**Your objective**
Give the lines again exactly, from the one holding "the white water" to the last line of the listing below, both ends included and nothing added.

Recorded information below:

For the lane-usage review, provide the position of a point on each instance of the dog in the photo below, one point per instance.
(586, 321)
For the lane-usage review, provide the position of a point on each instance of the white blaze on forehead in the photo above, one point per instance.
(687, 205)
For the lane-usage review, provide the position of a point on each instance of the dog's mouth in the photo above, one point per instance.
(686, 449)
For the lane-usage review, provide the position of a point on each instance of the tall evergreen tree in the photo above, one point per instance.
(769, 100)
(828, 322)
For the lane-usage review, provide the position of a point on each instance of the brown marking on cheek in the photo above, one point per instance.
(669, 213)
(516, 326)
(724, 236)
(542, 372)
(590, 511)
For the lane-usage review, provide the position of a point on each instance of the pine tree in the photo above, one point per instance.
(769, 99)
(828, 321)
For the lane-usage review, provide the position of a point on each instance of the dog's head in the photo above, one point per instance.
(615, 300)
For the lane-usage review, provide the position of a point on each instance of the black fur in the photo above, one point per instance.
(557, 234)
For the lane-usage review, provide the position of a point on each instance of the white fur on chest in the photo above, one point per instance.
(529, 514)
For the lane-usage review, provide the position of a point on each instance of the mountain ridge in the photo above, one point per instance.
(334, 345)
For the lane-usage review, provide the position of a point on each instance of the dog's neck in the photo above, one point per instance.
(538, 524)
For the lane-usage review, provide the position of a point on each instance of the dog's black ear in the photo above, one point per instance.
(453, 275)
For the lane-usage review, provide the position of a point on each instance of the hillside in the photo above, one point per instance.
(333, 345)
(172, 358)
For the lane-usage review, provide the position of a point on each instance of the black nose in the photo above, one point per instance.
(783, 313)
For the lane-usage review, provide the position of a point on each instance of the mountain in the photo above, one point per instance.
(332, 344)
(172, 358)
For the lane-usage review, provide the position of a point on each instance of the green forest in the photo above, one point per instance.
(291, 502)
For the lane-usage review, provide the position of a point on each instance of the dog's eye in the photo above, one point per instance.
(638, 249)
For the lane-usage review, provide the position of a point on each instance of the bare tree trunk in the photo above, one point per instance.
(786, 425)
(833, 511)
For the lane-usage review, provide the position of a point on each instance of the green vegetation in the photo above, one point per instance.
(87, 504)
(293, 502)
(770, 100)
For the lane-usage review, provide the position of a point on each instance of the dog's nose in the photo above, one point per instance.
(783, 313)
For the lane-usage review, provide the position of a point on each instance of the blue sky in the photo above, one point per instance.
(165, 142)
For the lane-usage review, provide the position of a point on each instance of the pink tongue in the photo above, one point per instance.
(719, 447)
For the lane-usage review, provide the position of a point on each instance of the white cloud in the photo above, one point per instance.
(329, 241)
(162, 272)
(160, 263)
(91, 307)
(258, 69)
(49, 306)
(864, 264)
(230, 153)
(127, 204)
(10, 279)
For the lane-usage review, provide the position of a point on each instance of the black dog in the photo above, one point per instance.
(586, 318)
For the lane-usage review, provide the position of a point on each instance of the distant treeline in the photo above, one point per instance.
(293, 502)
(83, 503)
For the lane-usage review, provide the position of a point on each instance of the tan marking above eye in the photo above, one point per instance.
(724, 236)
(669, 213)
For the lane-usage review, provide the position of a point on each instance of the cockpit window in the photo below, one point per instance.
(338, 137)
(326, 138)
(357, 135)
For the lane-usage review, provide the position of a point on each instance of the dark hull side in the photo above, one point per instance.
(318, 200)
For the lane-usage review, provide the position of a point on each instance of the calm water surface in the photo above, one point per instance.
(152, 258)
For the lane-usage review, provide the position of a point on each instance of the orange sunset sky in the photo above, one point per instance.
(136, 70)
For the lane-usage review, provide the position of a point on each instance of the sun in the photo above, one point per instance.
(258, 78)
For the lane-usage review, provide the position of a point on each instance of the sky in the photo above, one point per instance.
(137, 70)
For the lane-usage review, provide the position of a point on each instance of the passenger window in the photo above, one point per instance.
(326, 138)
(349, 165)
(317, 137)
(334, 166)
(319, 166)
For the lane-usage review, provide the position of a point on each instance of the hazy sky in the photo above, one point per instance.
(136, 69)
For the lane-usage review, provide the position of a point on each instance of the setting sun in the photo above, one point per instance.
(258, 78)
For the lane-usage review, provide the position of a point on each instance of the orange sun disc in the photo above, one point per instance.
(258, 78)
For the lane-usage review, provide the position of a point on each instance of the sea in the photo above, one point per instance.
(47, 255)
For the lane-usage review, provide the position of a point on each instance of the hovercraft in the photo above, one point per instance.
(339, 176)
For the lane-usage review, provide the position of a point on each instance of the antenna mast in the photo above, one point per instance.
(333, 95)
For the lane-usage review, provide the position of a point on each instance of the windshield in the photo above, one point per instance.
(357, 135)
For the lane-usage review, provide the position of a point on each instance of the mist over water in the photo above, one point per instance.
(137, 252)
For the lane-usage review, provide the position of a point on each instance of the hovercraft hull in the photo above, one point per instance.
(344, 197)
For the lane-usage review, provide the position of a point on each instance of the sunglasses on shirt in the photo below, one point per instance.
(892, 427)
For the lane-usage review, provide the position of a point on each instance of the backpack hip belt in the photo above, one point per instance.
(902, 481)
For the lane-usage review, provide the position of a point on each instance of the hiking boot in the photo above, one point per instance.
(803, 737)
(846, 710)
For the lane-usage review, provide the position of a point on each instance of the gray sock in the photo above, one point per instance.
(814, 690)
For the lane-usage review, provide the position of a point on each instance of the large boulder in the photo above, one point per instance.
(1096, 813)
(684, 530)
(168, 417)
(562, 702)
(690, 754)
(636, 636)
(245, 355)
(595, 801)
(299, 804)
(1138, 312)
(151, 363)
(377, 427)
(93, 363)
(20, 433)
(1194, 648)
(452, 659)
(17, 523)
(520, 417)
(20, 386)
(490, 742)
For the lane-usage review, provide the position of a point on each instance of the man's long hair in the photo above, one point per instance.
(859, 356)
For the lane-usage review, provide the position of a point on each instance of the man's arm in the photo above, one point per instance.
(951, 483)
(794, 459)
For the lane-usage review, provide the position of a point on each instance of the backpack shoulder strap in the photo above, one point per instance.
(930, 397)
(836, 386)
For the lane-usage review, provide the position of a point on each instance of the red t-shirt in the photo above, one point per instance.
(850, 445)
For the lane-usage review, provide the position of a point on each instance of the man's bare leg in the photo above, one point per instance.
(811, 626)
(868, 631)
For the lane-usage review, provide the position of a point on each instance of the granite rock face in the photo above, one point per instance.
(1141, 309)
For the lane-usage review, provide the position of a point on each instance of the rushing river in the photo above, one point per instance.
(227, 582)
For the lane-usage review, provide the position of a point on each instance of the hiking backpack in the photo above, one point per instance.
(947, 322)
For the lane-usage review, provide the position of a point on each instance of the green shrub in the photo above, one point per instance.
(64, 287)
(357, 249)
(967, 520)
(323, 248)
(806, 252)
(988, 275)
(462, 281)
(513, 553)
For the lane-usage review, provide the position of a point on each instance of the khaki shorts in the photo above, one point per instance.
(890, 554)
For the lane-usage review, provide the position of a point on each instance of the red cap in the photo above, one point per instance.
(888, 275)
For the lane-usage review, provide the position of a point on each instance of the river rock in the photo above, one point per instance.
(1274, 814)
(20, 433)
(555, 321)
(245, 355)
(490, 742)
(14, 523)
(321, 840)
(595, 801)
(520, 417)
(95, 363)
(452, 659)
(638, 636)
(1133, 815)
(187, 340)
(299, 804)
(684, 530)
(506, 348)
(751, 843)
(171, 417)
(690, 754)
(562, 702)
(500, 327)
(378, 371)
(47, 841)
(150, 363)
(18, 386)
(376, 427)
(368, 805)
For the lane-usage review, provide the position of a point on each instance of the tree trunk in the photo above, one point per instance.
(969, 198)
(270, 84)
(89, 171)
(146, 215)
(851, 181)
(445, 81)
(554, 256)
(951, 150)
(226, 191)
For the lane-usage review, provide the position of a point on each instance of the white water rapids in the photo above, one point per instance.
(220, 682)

End of Recorded information.

**Expected answer**
For the lane-usage review, provide the position of a point on each instance of the white water rapids in the photo above, one point per instance.
(220, 682)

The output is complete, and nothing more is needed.